* Photo-based referring expression data:
********************
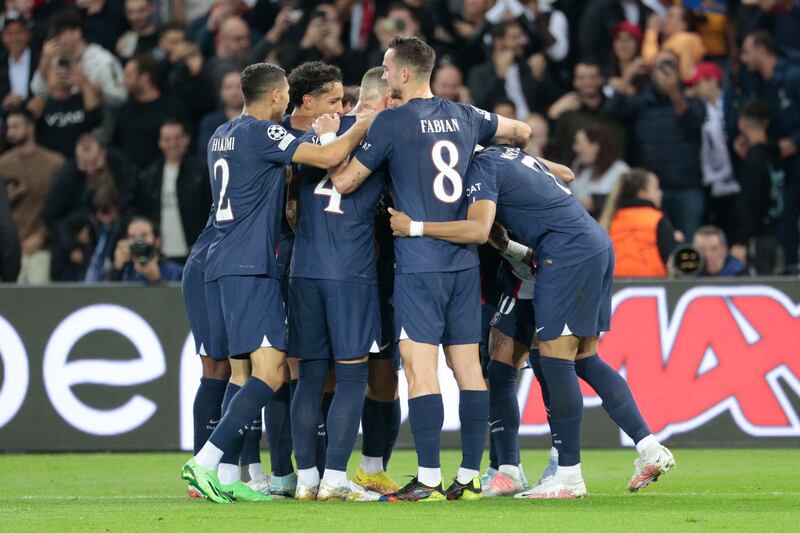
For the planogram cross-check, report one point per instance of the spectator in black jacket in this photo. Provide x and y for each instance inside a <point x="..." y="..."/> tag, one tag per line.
<point x="667" y="133"/>
<point x="511" y="75"/>
<point x="10" y="252"/>
<point x="175" y="193"/>
<point x="140" y="118"/>
<point x="755" y="241"/>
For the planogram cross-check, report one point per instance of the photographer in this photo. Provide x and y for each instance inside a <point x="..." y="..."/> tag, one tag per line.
<point x="137" y="257"/>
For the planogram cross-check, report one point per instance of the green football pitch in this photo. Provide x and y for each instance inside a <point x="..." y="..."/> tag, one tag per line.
<point x="747" y="490"/>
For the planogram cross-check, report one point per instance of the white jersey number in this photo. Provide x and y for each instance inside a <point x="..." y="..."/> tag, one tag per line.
<point x="335" y="202"/>
<point x="533" y="163"/>
<point x="224" y="209"/>
<point x="447" y="171"/>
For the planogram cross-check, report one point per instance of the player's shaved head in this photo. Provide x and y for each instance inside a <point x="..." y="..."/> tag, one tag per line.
<point x="415" y="55"/>
<point x="313" y="78"/>
<point x="259" y="79"/>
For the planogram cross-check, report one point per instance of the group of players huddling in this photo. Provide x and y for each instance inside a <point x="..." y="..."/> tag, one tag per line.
<point x="435" y="175"/>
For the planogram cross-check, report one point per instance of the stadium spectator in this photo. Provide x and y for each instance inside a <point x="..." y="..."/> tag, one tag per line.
<point x="174" y="192"/>
<point x="28" y="170"/>
<point x="755" y="241"/>
<point x="101" y="67"/>
<point x="511" y="75"/>
<point x="137" y="257"/>
<point x="103" y="21"/>
<point x="143" y="36"/>
<point x="581" y="107"/>
<point x="710" y="241"/>
<point x="663" y="119"/>
<point x="17" y="62"/>
<point x="598" y="21"/>
<point x="448" y="83"/>
<point x="138" y="121"/>
<point x="232" y="101"/>
<point x="70" y="108"/>
<point x="597" y="167"/>
<point x="715" y="158"/>
<point x="9" y="242"/>
<point x="643" y="237"/>
<point x="778" y="85"/>
<point x="676" y="32"/>
<point x="70" y="202"/>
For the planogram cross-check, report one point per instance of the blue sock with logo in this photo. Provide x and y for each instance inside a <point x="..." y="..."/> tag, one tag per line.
<point x="231" y="456"/>
<point x="207" y="409"/>
<point x="473" y="411"/>
<point x="616" y="395"/>
<point x="242" y="410"/>
<point x="504" y="412"/>
<point x="426" y="417"/>
<point x="306" y="412"/>
<point x="279" y="432"/>
<point x="566" y="408"/>
<point x="344" y="415"/>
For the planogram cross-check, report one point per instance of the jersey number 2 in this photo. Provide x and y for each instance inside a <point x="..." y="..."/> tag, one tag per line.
<point x="224" y="209"/>
<point x="335" y="203"/>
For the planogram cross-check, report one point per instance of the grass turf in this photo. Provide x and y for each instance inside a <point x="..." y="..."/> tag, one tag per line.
<point x="710" y="489"/>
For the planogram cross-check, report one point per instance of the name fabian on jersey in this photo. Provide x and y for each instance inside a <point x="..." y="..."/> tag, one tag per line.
<point x="439" y="126"/>
<point x="222" y="144"/>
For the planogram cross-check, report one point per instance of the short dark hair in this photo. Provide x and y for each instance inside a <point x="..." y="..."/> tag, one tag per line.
<point x="414" y="54"/>
<point x="314" y="78"/>
<point x="260" y="78"/>
<point x="68" y="19"/>
<point x="764" y="40"/>
<point x="755" y="111"/>
<point x="147" y="64"/>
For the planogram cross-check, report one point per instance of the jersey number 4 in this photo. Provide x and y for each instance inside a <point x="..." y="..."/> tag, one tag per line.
<point x="224" y="209"/>
<point x="335" y="202"/>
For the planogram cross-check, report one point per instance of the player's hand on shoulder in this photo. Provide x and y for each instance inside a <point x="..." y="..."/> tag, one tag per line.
<point x="400" y="222"/>
<point x="327" y="123"/>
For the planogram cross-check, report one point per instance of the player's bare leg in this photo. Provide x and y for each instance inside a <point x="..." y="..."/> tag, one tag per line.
<point x="654" y="459"/>
<point x="473" y="411"/>
<point x="381" y="423"/>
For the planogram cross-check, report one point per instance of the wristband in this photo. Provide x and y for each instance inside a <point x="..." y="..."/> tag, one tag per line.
<point x="327" y="138"/>
<point x="516" y="251"/>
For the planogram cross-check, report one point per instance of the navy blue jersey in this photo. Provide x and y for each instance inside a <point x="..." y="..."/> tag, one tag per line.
<point x="335" y="236"/>
<point x="535" y="205"/>
<point x="246" y="161"/>
<point x="197" y="257"/>
<point x="428" y="144"/>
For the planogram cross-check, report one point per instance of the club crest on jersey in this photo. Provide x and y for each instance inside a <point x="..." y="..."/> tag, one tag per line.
<point x="276" y="133"/>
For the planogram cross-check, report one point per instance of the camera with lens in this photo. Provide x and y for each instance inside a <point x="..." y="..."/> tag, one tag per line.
<point x="141" y="250"/>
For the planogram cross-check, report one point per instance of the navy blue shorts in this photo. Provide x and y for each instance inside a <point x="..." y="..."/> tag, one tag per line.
<point x="332" y="318"/>
<point x="438" y="307"/>
<point x="246" y="313"/>
<point x="194" y="297"/>
<point x="574" y="300"/>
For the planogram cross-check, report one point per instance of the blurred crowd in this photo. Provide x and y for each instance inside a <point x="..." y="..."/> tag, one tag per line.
<point x="680" y="120"/>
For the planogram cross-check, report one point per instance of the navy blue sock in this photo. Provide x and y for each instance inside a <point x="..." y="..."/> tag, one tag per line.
<point x="306" y="412"/>
<point x="251" y="450"/>
<point x="426" y="416"/>
<point x="278" y="429"/>
<point x="243" y="409"/>
<point x="536" y="364"/>
<point x="566" y="408"/>
<point x="207" y="409"/>
<point x="473" y="411"/>
<point x="616" y="395"/>
<point x="504" y="412"/>
<point x="344" y="414"/>
<point x="231" y="456"/>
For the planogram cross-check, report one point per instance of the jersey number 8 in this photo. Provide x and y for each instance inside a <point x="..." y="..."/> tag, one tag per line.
<point x="224" y="209"/>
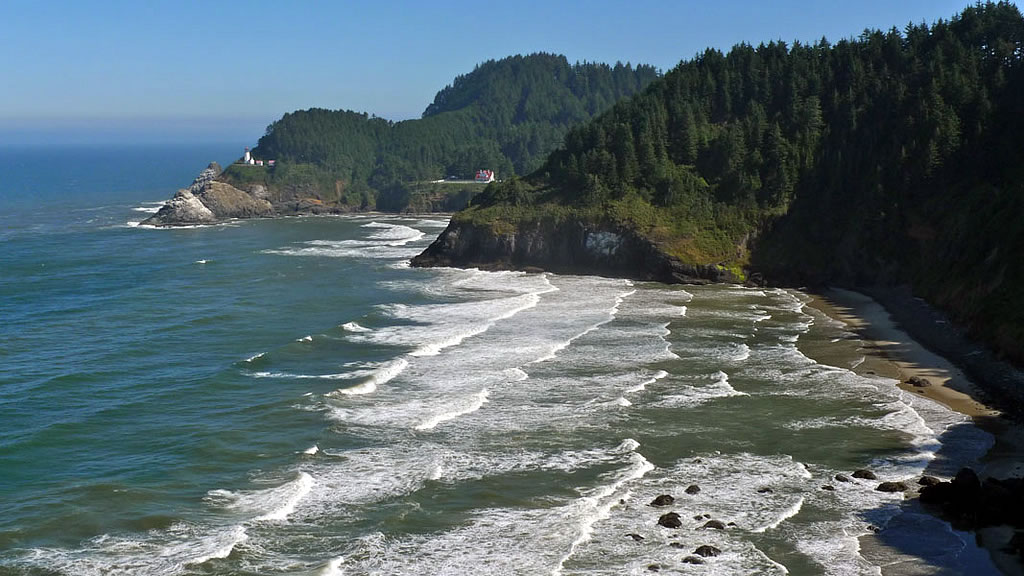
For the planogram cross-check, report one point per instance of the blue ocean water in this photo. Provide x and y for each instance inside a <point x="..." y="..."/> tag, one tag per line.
<point x="289" y="397"/>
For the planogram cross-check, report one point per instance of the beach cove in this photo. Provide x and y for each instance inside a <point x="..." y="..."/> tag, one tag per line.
<point x="892" y="353"/>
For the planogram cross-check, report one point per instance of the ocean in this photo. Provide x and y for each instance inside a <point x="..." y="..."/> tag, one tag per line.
<point x="289" y="397"/>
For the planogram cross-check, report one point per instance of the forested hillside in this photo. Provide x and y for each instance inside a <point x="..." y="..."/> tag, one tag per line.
<point x="506" y="115"/>
<point x="894" y="157"/>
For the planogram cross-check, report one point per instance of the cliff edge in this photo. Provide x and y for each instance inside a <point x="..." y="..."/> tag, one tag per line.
<point x="208" y="201"/>
<point x="572" y="246"/>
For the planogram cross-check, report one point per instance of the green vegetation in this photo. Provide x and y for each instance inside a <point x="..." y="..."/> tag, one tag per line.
<point x="894" y="157"/>
<point x="506" y="115"/>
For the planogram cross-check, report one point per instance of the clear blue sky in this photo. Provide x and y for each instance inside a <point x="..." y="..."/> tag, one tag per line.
<point x="190" y="70"/>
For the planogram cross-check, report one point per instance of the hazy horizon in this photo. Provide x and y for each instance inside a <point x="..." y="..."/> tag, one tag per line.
<point x="169" y="73"/>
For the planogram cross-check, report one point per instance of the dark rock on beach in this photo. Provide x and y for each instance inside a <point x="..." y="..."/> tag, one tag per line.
<point x="970" y="503"/>
<point x="663" y="500"/>
<point x="891" y="487"/>
<point x="670" y="520"/>
<point x="707" y="550"/>
<point x="918" y="382"/>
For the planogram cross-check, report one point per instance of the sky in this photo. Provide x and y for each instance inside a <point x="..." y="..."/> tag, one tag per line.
<point x="192" y="71"/>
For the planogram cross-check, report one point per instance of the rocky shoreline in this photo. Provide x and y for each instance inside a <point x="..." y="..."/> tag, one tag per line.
<point x="989" y="502"/>
<point x="208" y="200"/>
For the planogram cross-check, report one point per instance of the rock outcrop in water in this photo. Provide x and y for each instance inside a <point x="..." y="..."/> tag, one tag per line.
<point x="208" y="201"/>
<point x="569" y="247"/>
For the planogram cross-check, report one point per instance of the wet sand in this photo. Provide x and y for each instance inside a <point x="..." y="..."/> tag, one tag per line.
<point x="892" y="353"/>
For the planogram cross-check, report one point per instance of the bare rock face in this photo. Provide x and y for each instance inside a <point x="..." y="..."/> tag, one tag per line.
<point x="184" y="208"/>
<point x="208" y="201"/>
<point x="572" y="247"/>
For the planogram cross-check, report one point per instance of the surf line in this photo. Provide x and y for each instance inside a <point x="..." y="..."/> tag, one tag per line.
<point x="612" y="313"/>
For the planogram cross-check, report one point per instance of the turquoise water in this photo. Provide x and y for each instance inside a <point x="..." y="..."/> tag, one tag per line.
<point x="288" y="397"/>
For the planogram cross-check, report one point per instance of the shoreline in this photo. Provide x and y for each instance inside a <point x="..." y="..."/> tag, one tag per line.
<point x="892" y="351"/>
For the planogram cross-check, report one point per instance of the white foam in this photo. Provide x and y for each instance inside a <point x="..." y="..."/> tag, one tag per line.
********************
* Brief:
Nothing but the lines from the one holding "instance of the sky" through the last line of the data may be output, and each must match exactly.

* Reply:
For the planogram cross-check, report one point per instance of the sky in this photo. Provide x and y for each instance inside a <point x="..." y="..."/> tag, one tag per line.
<point x="192" y="71"/>
For the planogram cross-check, report one point per instance of the rocky shoreline in this photo. Provide x and y for each instance inside a <point x="..." y="..."/> tag, one tag per line.
<point x="989" y="502"/>
<point x="208" y="200"/>
For the planogram cross-check, report one point per instance of the rock outcrop in water in this photo. Provide x and y for each instance inside a <point x="..." y="..."/> tag, one tag per line.
<point x="208" y="201"/>
<point x="569" y="247"/>
For the planogram cross-check, report one point per instance of the wet sand in this photo. Provide x and y for each instance inside a <point x="..." y="..."/> tag, one tag per line.
<point x="892" y="353"/>
For the planogram cross-check, report one point per instance of the bare rock face in this photo. Provide x and y for each instance inside a <point x="..." y="..."/> tag, one tag per line.
<point x="184" y="208"/>
<point x="208" y="201"/>
<point x="572" y="247"/>
For the planogram cross-check, report one point per instance of the surf line in this photo. Provide x and y for each instance inside a <point x="..." y="..."/> tag, one tag per line.
<point x="612" y="313"/>
For the planogram cross-check, report one point per instance of the turquoise water in this photo. Provide x and y for each instance inside a <point x="..." y="..."/> tag, one tag per line.
<point x="288" y="397"/>
For the planogram cross-check, report one point per instance of the shoreline in this photo. Provide x and y for each instance inside a <point x="..." y="..."/> tag, one tag per line.
<point x="892" y="351"/>
For the planogram cross-check, report one point per instance of the white foam in this photo. Provide x and y for each instance inside a <point x="..." y="..."/> tag, one tag per line.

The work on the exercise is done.